*** TASK MATERIAL ***

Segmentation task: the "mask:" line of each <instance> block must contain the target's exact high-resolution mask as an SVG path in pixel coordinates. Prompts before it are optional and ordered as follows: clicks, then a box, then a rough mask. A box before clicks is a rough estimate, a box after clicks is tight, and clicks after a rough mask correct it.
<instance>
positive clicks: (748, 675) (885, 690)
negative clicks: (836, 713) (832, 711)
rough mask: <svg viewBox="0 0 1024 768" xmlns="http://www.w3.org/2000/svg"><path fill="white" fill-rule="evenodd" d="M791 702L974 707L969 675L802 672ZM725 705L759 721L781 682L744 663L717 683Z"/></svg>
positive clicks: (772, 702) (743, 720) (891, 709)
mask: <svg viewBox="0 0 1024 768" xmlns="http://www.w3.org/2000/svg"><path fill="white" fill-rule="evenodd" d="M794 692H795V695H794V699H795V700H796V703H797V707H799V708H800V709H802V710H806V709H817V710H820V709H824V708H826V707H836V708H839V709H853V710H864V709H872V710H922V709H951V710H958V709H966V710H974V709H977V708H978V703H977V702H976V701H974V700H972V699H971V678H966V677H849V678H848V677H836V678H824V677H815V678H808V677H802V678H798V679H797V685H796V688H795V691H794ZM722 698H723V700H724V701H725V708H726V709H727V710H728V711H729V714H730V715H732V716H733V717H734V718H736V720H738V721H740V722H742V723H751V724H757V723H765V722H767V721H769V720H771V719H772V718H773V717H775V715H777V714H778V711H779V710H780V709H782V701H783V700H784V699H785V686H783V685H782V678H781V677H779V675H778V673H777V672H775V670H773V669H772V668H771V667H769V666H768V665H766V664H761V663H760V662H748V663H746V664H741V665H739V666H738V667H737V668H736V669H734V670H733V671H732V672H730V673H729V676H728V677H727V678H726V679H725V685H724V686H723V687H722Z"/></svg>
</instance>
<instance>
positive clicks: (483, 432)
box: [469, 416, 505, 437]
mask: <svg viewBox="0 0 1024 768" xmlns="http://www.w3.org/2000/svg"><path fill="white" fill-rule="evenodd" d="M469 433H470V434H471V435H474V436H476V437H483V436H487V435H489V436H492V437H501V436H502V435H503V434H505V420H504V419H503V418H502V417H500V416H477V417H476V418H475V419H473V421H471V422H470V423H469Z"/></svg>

***

◆ **EXERCISE DIRECTIONS**
Lay out every line of the data above as a Markdown table with the columns Row and Line, numbering the rows and leaving out blank lines.

◆ **TASK ANSWER**
| Row | Line |
|---|---|
| 1 | Segmentation task: the "mask:" line of each <instance> block must contain the target's exact high-resolution mask as an SVG path in pixel coordinates. Prompts before it are optional and ordered as follows: clicks, then a box, then a rough mask. A box before clicks is a rough estimate, a box after clicks is tight, and clicks after a rough mask correct it. |
| 2 | <instance> |
| 3 | positive clicks: (748, 675) (885, 690) |
| 4 | negative clicks: (836, 713) (832, 711) |
| 5 | rough mask: <svg viewBox="0 0 1024 768" xmlns="http://www.w3.org/2000/svg"><path fill="white" fill-rule="evenodd" d="M791 702L974 707L969 675L802 672ZM725 705L759 721L781 682L744 663L717 683Z"/></svg> |
| 6 | positive clicks: (772, 702) (743, 720) (891, 709) |
| 7 | mask: <svg viewBox="0 0 1024 768" xmlns="http://www.w3.org/2000/svg"><path fill="white" fill-rule="evenodd" d="M794 692H795V695H794V699H795V700H796V703H797V707H799V708H800V709H802V710H806V709H817V710H820V709H824V708H826V707H836V708H839V709H853V710H864V709H872V710H922V709H951V710H958V709H966V710H974V709H977V708H978V703H977V702H976V701H974V700H972V699H971V678H966V677H849V678H848V677H836V678H824V677H815V678H808V677H802V678H798V679H797V685H796V688H795V691H794ZM722 698H723V700H724V701H725V708H726V709H727V710H728V711H729V714H730V715H732V716H733V717H734V718H736V720H738V721H740V722H742V723H751V724H757V723H765V722H767V721H769V720H771V719H772V718H773V717H775V715H777V714H778V711H779V710H780V709H782V701H783V700H784V699H785V686H783V685H782V678H781V677H779V675H778V673H777V672H775V670H773V669H772V668H771V667H769V666H768V665H766V664H761V663H760V662H748V663H746V664H741V665H739V666H738V667H737V668H736V669H734V670H733V671H732V672H730V673H729V676H728V677H727V678H726V679H725V685H724V686H723V687H722Z"/></svg> |
| 8 | </instance> |
| 9 | <instance> |
| 10 | positive clicks: (483, 432) |
| 11 | box: [469, 416, 505, 437] |
| 12 | mask: <svg viewBox="0 0 1024 768" xmlns="http://www.w3.org/2000/svg"><path fill="white" fill-rule="evenodd" d="M469 433H470V434H471V435H474V436H476V437H483V436H487V435H489V436H492V437H501V436H502V435H503V434H505V420H504V419H503V418H502V417H500V416H477V417H476V418H475V419H473V421H471V422H470V423H469Z"/></svg> |